--- Your task ---
Write out, word for word, the part of the memory protocol text starting with "Arkhein's memory protocol" and going on through "any other operation.".

--- Source passage ---
>> begin

Memory (SSOT + Vektor)

Arkhein's memory protocol is designed to ensure that data is both persistent and fast. We use a dual-layer approach.

SQLite as the SSOT

The Single Source of Truth (SSOT) for all domain knowledge (content, metadata, and embeddings) is our SQLite database.

Persistence: All knowledge is written to SQLite on the nativephp connection before any other operation.
Recovery: If our vector index is deleted or corrupted, it can be completely rebuilt from the data stored in SQLite.

While SQLite is the source of truth, it's not optimized for high-speed vector retrieval. We use Vektor's binary index for acceleration.

Disposability: The Vektor binary index is disposable. We do not store any unique data in it.
Self-healing: If MemoryService detects that the Vektor index is missing, empty, or has a dimension mismatch, it will automatically trigger a rebuild from SQLite.

>> end

--- Dataset excerpts ---

>> begin

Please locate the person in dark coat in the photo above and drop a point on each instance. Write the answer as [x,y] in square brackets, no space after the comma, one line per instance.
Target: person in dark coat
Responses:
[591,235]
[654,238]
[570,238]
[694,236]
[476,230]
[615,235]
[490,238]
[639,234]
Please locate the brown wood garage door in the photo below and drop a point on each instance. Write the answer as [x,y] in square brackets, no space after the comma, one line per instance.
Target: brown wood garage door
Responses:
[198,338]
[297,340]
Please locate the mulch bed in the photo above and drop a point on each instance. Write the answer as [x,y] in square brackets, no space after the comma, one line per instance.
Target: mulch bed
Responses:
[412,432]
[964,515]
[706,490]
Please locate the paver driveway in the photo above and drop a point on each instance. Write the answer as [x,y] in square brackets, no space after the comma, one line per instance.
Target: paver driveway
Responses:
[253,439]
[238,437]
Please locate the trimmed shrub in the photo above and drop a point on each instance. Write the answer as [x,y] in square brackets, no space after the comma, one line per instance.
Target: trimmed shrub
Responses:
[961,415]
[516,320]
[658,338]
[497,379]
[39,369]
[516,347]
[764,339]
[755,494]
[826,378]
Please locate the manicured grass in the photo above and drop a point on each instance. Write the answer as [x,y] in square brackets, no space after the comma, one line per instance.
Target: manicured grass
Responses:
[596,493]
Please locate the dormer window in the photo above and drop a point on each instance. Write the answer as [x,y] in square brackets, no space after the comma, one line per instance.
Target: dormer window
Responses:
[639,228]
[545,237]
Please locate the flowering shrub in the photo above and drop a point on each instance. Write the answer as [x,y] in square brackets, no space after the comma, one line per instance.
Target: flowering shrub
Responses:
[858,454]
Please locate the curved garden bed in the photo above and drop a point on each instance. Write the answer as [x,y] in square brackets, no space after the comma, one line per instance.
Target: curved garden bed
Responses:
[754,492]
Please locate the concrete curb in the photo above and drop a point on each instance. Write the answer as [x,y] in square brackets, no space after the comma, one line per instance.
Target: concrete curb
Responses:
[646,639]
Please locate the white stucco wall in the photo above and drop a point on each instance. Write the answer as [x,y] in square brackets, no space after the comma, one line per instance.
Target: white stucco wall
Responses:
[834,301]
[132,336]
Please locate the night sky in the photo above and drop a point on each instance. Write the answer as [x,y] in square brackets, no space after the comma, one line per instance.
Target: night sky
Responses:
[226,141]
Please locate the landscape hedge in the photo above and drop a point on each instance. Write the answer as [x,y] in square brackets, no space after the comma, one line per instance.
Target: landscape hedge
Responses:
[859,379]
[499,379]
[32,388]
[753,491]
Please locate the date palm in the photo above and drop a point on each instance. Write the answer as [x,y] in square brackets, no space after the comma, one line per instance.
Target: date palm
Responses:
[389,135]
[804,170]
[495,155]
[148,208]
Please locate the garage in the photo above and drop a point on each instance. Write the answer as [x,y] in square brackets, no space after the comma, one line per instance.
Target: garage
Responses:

>> end

--- Finished task ---
Arkhein's memory protocol is designed to ensure that data is both persistent and fast. We use a dual-layer approach.

SQLite as the SSOT

The Single Source of Truth (SSOT) for all domain knowledge (content, metadata, and embeddings) is our SQLite database.

Persistence: All knowledge is written to SQLite on the nativephp connection before any other operation.